§ **Work task**: Copy out, from the entries below, each line holding the string "negative".

(Records excerpted from a collection)
• • • • • • •
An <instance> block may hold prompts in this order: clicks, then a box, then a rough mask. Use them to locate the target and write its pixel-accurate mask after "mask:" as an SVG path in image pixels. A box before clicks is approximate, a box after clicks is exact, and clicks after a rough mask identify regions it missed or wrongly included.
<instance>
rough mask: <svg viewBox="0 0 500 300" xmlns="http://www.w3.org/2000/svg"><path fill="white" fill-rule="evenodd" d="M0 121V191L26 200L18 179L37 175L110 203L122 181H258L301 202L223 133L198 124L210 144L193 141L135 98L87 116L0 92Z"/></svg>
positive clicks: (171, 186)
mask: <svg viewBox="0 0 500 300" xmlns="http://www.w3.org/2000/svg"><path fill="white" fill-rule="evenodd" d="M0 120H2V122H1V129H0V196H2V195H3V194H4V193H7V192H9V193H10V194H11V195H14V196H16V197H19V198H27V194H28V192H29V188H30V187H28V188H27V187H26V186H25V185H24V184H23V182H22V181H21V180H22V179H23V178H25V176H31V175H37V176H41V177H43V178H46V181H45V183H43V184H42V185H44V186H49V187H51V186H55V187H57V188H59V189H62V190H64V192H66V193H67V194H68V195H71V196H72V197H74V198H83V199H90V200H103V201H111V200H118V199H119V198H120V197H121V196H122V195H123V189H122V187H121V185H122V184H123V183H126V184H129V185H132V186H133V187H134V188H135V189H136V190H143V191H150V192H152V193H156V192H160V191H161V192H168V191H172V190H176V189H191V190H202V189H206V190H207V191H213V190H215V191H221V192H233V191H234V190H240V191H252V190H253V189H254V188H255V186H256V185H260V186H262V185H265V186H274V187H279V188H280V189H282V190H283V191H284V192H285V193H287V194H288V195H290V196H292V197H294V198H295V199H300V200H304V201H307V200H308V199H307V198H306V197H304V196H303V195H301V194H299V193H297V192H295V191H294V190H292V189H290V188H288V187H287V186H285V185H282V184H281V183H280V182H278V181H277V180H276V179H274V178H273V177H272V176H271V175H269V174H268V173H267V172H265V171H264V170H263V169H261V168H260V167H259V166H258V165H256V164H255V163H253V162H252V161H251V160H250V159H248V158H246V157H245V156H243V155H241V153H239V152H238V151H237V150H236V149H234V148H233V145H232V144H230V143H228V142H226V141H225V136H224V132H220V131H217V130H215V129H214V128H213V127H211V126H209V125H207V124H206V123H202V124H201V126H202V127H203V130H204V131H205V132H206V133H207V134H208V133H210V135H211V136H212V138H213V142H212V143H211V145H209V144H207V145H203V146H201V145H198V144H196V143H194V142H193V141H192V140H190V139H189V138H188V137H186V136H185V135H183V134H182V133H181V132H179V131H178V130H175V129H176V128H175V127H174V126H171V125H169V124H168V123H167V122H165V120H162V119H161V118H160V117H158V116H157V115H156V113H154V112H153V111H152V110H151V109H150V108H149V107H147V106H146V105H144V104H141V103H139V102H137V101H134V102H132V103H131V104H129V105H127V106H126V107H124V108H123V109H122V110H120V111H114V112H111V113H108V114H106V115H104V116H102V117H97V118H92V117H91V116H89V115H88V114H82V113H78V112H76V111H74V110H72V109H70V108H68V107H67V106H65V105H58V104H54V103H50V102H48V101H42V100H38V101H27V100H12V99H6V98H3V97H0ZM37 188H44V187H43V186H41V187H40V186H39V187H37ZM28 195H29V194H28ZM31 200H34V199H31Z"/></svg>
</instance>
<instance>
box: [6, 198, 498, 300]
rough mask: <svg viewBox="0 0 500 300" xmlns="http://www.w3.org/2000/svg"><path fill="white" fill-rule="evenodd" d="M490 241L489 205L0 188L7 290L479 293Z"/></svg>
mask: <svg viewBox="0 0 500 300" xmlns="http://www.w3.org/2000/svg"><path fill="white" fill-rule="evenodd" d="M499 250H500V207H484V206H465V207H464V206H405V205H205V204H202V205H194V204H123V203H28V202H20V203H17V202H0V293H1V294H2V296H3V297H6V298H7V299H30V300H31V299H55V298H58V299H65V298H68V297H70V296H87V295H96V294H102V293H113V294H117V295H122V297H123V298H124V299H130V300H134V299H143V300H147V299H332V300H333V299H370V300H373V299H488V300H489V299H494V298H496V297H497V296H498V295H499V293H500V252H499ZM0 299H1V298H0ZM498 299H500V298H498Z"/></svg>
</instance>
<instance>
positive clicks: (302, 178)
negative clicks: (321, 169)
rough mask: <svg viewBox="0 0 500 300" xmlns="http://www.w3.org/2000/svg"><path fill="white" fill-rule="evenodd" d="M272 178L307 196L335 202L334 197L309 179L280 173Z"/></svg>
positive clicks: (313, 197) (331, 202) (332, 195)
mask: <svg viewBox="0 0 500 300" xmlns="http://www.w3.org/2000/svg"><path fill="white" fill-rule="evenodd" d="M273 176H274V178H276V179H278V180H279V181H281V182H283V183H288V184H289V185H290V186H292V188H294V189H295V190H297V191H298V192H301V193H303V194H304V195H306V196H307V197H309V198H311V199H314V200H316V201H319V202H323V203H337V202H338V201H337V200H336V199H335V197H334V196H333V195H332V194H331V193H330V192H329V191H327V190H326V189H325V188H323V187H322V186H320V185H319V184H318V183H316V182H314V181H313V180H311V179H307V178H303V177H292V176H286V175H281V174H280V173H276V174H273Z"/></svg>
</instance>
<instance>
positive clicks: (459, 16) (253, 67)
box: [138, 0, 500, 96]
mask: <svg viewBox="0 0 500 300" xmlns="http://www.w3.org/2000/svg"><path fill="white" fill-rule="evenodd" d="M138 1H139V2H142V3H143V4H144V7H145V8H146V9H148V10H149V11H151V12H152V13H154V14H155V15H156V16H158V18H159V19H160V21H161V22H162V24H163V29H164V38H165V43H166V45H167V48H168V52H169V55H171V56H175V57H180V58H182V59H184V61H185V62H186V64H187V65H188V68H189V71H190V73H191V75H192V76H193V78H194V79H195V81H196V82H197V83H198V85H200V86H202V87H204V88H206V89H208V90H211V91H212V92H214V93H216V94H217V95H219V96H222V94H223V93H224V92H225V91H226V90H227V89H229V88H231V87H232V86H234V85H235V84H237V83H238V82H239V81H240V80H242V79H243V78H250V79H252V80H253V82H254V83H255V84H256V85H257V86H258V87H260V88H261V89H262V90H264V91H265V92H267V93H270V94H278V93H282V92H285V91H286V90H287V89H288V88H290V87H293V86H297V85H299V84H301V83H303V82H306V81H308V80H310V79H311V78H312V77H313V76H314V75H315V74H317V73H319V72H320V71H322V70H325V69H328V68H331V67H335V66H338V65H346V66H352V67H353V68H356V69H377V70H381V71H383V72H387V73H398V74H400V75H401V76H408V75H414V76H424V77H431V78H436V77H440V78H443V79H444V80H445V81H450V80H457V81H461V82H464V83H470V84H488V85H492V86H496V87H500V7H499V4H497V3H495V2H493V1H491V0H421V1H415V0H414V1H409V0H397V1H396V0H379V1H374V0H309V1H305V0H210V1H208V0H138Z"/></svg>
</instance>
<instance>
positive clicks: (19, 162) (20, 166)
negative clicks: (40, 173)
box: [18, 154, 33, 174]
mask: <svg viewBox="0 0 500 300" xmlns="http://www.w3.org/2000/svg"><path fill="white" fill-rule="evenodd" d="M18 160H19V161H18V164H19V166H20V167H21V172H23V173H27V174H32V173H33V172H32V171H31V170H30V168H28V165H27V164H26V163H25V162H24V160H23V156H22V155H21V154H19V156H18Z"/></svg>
• • • • • • •
§ **Answer**:
negative clicks: (321, 169)
negative clicks: (40, 173)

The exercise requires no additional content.